◆ **COMPITI DA SVOLGERE**
1) Secondo il testo su Pippa Bacca, in quale data e da quale città era partito il suo viaggio?
2) Riprendi il testo su Pippa Bacca e proseguilo a partire dalla sua ultima frase.

◆ **TESTO FORNITO**
--------------------

Pippa Bacca era partita l’8 marzo del 2008 da Milano, insieme all’artista Silvia Moro, entrambe con un vestito bianco da sposa e scarpe con i tacchi, un vestito bianco che stava a indicare purezza e fiducia. Un viaggio-performance studiato nei minimi dettagli. Avrebbero attraversato in autostop 11 Paesi dell’est Europa che erano o erano stati da poco luogo di guerra e distruzione, fino a Gerusalemme, “per dimostrare, e spero di dimostrarlo, che dando fiducia si riceve solo bene”, dice Pippa poco prima di partire.
Nel suo viaggio, durato fino a quel 31 marzo, Pippa ha incontrato ostetriche e ha lavato loro i piedi, un rito che si è ripetuto in ogni città, segno di rispetto e riconoscenza verso quelle donne che mentre fuori si portava avanti una guerra, se ne stavano dentro a far nascere bambini, una delle domande che Pippa porta in viaggio con sé è “Può uccidere davvero una persona che ha visto nascere un bambino?”, una domanda che Pippa poneva a ognuna di loro, tra tante altre, senza alcuna retorica.
L’autostop è stata una scelta consapevole e famigliare per Pippa, cresciuta da sua mamma Elena (sorella dell’artista Piero Manzoni) insieme alle sue quattro sorelle, anche attraverso viaggi in giro per l’Italia e in Europa a bordo di un furgoncino e in autostop, per tutte loro un modo normale e abituale di viaggiare, lo ripetono ogni volta: per noi quella che può sembrare una stranezza era la normalità della nostra vita, e dopo che lo hanno detto si nota in loro un sorriso accennato che esprime la semplicità di in qualcosa che per loro è ovvio, non condannano il nostro stupore, se solo magari riuscissimo a non trasformarlo in giudizio. Nella famiglia di Pippa viaggiare in autostop è parte dell’ educazione, come di solito si impara a andare in bicicletta, è un modo di attraversare e conoscere un luogo da vicino, dando e ricevendo fiducia, è un modo di avvicinarsi all’altro per conoscerlo davvero senza esitazione.
Dopo la morte di Pippa, tutta la sua famiglia è stata unita nel cacciare indietro ogni accusa alla Turchia o alla cultura orientale che sarebbe inaffidabile o violenta, sarebbe potuto capitarle la stessa cosa ovunque, ci dicono queste cinque donne, e non solo, in Turchia la solidarietà espressa per Pippa e per il suo lavoro artistico è stata ed è enorme.

--------------------

◆ **MATERIALE DI PARTENZA**
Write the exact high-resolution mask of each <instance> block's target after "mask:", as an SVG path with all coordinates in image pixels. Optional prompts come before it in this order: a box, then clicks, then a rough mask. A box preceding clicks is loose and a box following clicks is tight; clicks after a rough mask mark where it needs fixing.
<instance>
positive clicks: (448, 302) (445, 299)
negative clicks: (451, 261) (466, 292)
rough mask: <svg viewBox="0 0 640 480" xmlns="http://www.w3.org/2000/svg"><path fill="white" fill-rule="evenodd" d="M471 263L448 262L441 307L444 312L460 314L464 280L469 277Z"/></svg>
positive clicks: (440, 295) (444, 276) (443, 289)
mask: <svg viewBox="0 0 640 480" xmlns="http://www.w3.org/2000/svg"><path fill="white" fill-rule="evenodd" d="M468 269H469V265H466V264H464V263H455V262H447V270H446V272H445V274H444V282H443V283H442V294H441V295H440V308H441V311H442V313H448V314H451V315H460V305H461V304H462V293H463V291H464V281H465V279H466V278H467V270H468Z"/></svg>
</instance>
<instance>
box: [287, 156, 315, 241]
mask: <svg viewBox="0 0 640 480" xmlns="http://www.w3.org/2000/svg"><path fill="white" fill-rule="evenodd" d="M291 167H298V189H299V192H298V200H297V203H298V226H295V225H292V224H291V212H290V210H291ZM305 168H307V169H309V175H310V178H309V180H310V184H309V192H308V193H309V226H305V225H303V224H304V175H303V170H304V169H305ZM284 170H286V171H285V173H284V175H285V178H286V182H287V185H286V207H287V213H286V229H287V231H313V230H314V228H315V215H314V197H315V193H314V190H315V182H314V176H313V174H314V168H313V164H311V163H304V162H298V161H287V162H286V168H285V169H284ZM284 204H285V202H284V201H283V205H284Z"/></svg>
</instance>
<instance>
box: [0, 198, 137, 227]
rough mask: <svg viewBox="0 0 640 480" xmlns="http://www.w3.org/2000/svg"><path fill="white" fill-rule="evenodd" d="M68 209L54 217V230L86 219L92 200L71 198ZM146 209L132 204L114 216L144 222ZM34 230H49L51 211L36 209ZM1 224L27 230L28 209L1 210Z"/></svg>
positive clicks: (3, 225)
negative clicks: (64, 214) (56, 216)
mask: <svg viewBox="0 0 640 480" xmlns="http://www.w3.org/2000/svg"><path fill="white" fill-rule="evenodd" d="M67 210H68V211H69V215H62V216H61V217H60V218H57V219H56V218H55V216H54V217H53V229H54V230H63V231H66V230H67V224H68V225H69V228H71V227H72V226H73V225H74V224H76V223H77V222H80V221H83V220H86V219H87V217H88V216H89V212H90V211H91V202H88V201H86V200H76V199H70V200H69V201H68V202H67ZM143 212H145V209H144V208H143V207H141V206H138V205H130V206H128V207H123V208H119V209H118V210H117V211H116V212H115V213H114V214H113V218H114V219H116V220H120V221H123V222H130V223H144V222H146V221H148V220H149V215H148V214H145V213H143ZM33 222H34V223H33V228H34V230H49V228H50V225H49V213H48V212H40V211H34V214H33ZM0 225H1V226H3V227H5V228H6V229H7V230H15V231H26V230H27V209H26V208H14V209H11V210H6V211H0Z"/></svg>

--------------------

◆ **COMPITI RISOLTI**
1) L'8 marzo 2008, da Milano.

2)
In Italia, la notizia della morte di Pippa, di ‘una ragazza che girava i Paesi devastati dalla guerra in autostop con un vestito da sposa’, è stata accolta inizialmente con un misto di stupore e rabbia, molta di questa rabbia è stata riversata sul suo blog nei giorni successivi alla sua morte, da sconosciuti che si sentivano di criticare e condannare una scelta giudicata folle, eccentrica, ingenua, o anche nettamente stupida e sbagliata: rileggendo quei commenti sguaiati ritrovo la paura di persone che intravedono in questa morte violenta, la fragilità propria e degli altri, persone che di fronte al pericolo urlano di paura e corrono a rinchiudersi o attaccare, senza darsi il tempo di conoscere il proprio coraggio, che solo un atto autentico di conoscenza e di fiducia potrebbe generare.
Siamo tutti persone fragili e vulnerabili, Pippa lo sapeva e non ne aveva paura, anzi, da questa fragilità umana condivisa traeva un senso di pietà universale che le permetteva di credere negli altri.
Scrive in proposito Mario De Santis: “Icaro, fu il suo azzardo fatale a regalare al mondo un sogno di volo e oggi il mondo vola con estrema facilità. Per gli artisti è la stessa cosa, aprono strade nel mondo, anche se lungo una di queste dovessero, fatalmente, cadere.